(Beginning of Supplied records)
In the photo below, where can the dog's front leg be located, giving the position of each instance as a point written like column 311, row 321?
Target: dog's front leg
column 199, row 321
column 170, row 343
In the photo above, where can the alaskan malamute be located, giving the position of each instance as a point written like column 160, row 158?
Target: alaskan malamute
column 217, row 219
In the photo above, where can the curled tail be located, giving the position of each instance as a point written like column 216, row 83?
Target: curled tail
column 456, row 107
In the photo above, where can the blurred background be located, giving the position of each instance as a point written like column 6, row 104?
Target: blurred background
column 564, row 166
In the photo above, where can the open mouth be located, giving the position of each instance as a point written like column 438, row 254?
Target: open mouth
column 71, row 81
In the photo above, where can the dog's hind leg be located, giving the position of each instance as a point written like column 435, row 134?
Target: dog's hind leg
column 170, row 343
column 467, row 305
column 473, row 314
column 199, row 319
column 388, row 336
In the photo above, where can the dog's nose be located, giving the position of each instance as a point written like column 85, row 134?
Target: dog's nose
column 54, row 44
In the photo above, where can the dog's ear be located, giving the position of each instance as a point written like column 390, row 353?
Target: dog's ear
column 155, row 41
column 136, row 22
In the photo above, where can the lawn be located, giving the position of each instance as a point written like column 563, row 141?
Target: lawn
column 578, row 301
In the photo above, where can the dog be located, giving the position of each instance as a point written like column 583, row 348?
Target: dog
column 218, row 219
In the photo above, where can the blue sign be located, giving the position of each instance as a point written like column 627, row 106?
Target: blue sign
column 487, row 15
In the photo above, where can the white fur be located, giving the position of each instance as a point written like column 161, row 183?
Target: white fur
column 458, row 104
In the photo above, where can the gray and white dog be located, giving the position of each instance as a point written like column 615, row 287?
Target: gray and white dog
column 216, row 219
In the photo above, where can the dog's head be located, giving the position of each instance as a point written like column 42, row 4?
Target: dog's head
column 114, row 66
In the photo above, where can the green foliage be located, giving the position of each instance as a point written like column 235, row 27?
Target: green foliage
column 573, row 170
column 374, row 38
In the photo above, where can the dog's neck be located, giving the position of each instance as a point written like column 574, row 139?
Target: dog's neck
(End of Supplied records)
Task statement = Would you return each entry exactly as it reads?

Task response =
In the photo below, where can the dog's front leg be located, giving the position of each instance as a point written like column 311, row 321?
Target: dog's front leg
column 199, row 321
column 170, row 343
In the photo above, where can the alaskan malamute be located, giving the position of each instance as a point written like column 160, row 158?
Target: alaskan malamute
column 217, row 219
In the photo above, where can the curled tail be located, giving the position of each instance as a point written like column 216, row 83?
Target: curled tail
column 456, row 107
In the photo above, where can the blurred background be located, giving the position of each instance as a point written like column 6, row 104?
Target: blurred background
column 564, row 166
In the photo above, where can the open mouth be located, giving the position of each instance as a point written like column 438, row 254?
Target: open mouth
column 71, row 81
In the photo above, where can the dog's hind leg be located, giving the position of each instance as a point written like column 435, row 134?
Target: dog's hind leg
column 170, row 343
column 467, row 305
column 473, row 314
column 199, row 319
column 388, row 336
In the photo above, where can the dog's nose be located, giving the position of each instance as a point written like column 85, row 134?
Target: dog's nose
column 54, row 44
In the photo above, where can the dog's ear be located, giving the position of each instance as a point written like column 390, row 353?
Target: dog's ear
column 155, row 41
column 136, row 22
In the photo above, where can the lawn be located, giving the position of each instance as a point written like column 563, row 141?
Target: lawn
column 578, row 301
In the photo above, where can the dog be located, giving the position of each instance as a point written like column 583, row 348?
Target: dog
column 218, row 219
In the photo above, where can the blue sign be located, giving the position of each instance as a point written like column 627, row 106?
Target: blue sign
column 487, row 15
In the photo above, where can the white fur be located, giving the position of each instance as a point written like column 161, row 183?
Target: white fur
column 458, row 104
In the photo above, where can the gray and white dog be located, giving the position of each instance as a point written like column 615, row 287?
Target: gray and white dog
column 216, row 219
In the photo above, where can the dog's head be located, giving the position of each instance as a point written like column 42, row 4?
Target: dog's head
column 114, row 66
In the photo above, where can the green foliage be located, giving the position of each instance as a point written like column 235, row 27?
Target: green foliage
column 573, row 170
column 374, row 38
In the photo above, where can the dog's neck be located, giving the position of each instance as a point written like column 574, row 139?
Target: dog's neck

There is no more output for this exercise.